SOURCE PASSAGE
=== Begin Enclosure ===
According to Shapiro, individual workers lost tens of thousands of dollars from their retirement. His office has accused Hawbaker of using workers’ fringe benefit funds to lower their costs, and thereby increase profits, which would be in violation of Pennsylvania’s Prevailing Wage Act and the federal Davis-Bacon Act. The charges include that instead of putting money into workers’ 401(k) accounts for prevailing wage workers, the company used some of it to pay other workers’ pensions.

Hawbaker has received an estimated $1.7 billion in project funding from the Commonwealth of Pennsylvania to date and has built hundreds of roads and bridges. The charges raise questions about how many workers got ripped off in the process.

But it also raises larger questions about wage theft and the misclassification of workers as “subcontractors,” neither of which is new. The Attorney General’s Office notes that this is its third prosecution in recent months related to wage theft and worker misclassification. Unscrupulous construction companies have been cheating employees and taxpayers for decades by skipping out on paying their full tax liability. A 2020 study from researchers at Harvard and Michigan State Universities and Allegheny College found that federal, state, and local governments lose an estimated $8.4 billion a year in tax revenue from the industry.

According to the research, more and more contractors are employing labor brokers who pay their workers under the table and keep them off the books — failing to pay and report correct payroll numbers to tax authorities and insurance officials. There are an estimated 2.16 million construction workers in the U.S. who are misclassified as “independent contractors,” when in reality they are actually employees.

These construction industry tax cheats fail to pay their workers fair living wages and rarely provide medical coverage, while also evading federal, state, and local taxes, overtime, and workers’ compensation premiums. This gives them a tremendous competitive edge when it comes to bidding on both public and private jobs against law-abiding contractors who absorb all the costs related to paying taxes and health, retirement, and workers’ compensation benefits.

Leaders in other states are also stepping up to the plate to combat worker misclassification. The New York state Department of Labor and the Manhattan District Attorney’s Construction Tax Fraud Force pushed through an agreement with a construction company that will return approximately $6 million in wages to exploited construction workers.

D.C. Attorney General Karl Racine authorized an in-depth study entitled “Economic Analysis of Incentives to Fraudulently Misclassify Employees in the District of Columbia Construction.” The study found that in the District, an estimated 20% of project costs are additional profits for contractors who misclassify their workforce.
=== End Enclosure ===
WHAT YOU NEED TO DO
**A)** Quote the wage theft passage word for word, from "Leaders in other" down to "exploited construction workers.".
**B)** Answer these questions from the wage theft passage:
(i) About how much project funding has Hawbaker received from the Commonwealth of Pennsylvania?
(ii) How many construction workers in the U.S. are estimated to be misclassified as "independent contractors"?
(iii) In the District of Columbia, what share of project costs is estimated to be additional profit for contractors who misclassify their workforce?
These records were drawn from a different source than the wage theft passage.

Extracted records
=== Begin Enclosure ===
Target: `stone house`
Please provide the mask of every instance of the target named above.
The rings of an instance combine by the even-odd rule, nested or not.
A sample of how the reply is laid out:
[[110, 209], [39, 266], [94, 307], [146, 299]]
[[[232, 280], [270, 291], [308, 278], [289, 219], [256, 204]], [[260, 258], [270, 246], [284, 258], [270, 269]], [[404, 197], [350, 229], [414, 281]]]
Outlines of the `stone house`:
=== End Enclosure ===
=== Begin Enclosure ===
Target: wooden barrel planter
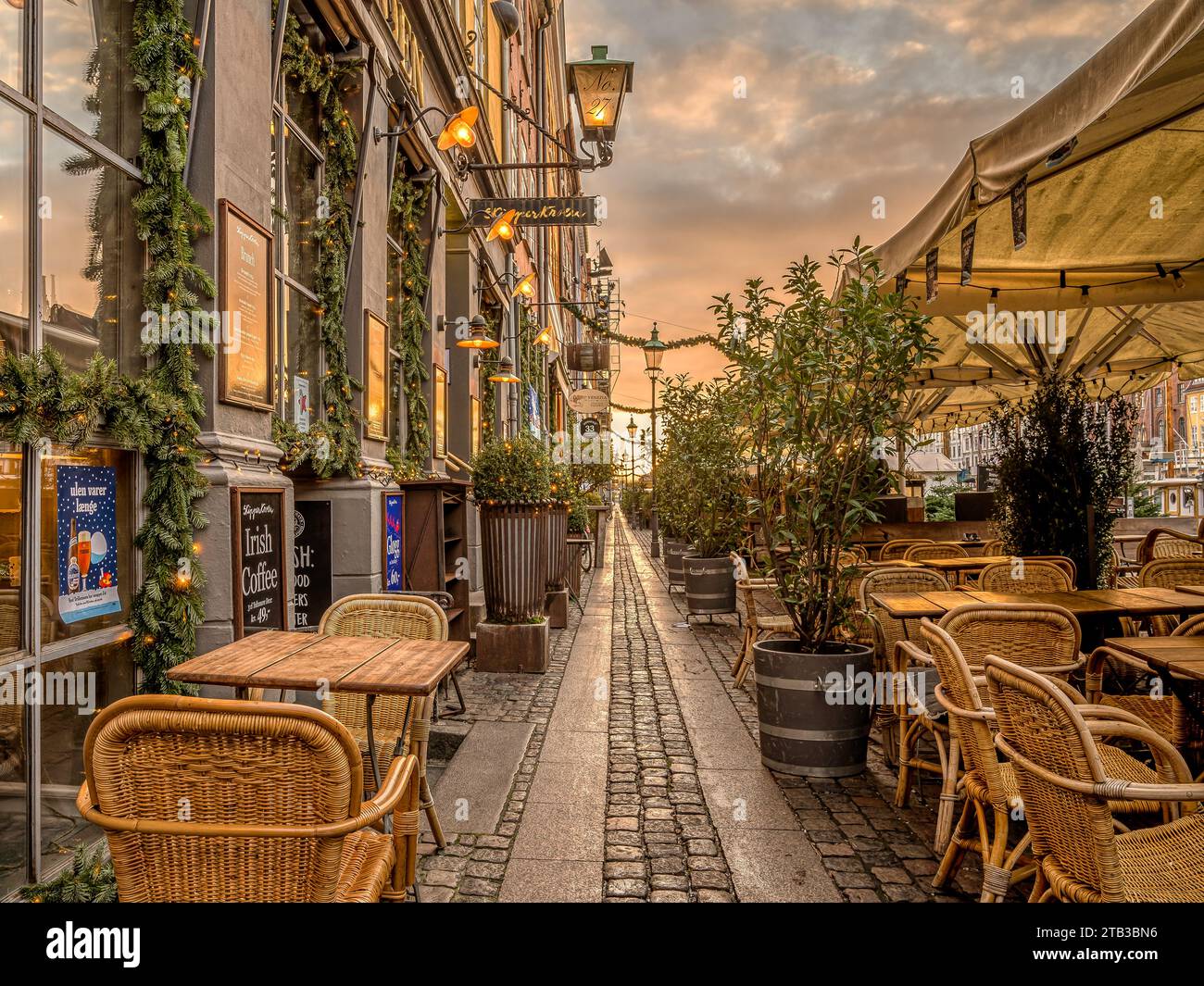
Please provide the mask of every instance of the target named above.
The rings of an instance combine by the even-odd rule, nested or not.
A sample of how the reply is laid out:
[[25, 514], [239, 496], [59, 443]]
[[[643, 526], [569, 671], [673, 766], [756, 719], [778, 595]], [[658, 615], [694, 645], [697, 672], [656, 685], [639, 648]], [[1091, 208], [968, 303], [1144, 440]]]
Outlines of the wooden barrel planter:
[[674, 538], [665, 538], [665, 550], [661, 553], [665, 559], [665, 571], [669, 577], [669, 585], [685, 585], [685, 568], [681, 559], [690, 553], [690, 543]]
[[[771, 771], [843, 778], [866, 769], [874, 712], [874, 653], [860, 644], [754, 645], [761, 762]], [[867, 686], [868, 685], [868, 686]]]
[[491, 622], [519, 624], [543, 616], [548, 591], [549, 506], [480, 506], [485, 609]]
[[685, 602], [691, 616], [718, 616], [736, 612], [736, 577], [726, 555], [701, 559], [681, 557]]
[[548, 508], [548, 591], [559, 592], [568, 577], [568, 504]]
=== End Enclosure ===
EXERCISE RESULTS
**A)**
Leaders in other states are also stepping up to the plate to combat worker misclassification. The New York state Department of Labor and the Manhattan District Attorney’s Construction Tax Fraud Force pushed through an agreement with a construction company that will return approximately $6 million in wages to exploited construction workers.

**B)**
(i) An estimated $1.7 billion.
(ii) An estimated 2.16 million.
(iii) An estimated 20%.